- [WHAT IS NEEDED] The lines to find are those in the entries that hold the word "this"; copy every one of them.
*** Opening DATA SHOWN ***
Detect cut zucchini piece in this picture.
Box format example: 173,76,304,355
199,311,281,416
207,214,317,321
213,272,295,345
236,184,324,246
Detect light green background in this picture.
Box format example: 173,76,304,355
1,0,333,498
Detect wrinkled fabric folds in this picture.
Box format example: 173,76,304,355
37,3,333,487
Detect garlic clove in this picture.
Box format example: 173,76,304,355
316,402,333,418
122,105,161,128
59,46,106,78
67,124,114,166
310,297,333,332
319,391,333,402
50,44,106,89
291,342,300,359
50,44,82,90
*** Closing DATA SHOWN ***
*** Opening DATA SHOWN ***
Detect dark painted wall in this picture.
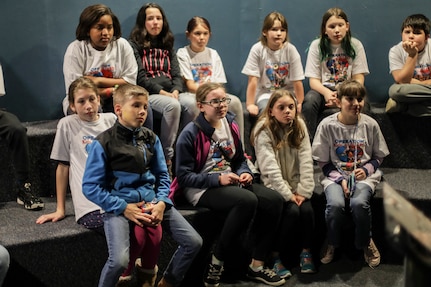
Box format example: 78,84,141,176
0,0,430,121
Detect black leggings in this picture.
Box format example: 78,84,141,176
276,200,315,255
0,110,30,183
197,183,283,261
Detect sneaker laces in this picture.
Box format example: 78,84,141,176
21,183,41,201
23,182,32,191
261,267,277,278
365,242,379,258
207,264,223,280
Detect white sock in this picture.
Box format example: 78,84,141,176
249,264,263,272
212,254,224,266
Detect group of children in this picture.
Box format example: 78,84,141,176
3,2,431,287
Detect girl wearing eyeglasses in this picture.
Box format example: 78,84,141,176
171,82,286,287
*** Closing DATA SHOWN ***
*** Opening DATA SHOWN ***
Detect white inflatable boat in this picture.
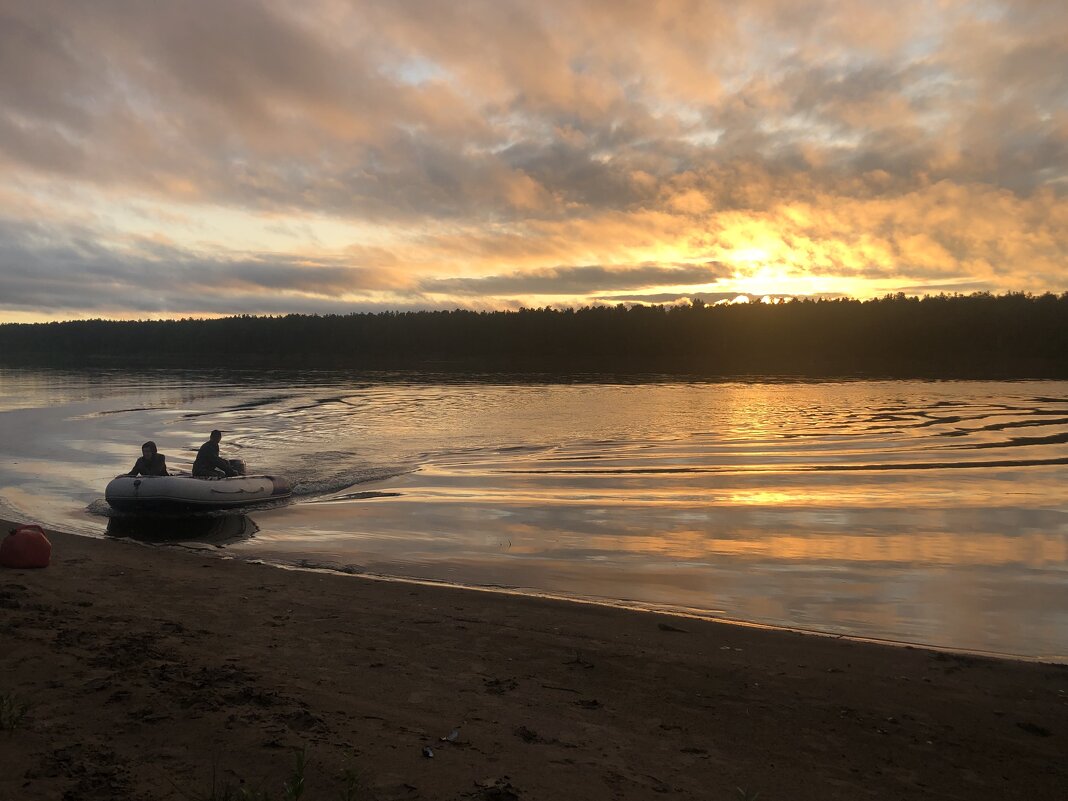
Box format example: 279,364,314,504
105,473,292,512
*** Closing DATA SHOWN ***
- [EXERCISE RESULT]
Detect cut zucchini piece in this picture.
Detect light green background in this picture.
Detect wrinkled fabric folds in this picture.
Detect garlic clove in this picture.
Detect dark painted wall in this picture.
Detect black leggings in this picture.
Detect sneaker laces in this picture.
Detect white sock in this picture.
Detect group of children in this picture.
Detect girl wearing eyeglasses in this picture.
Detect white inflatable boat in this picture.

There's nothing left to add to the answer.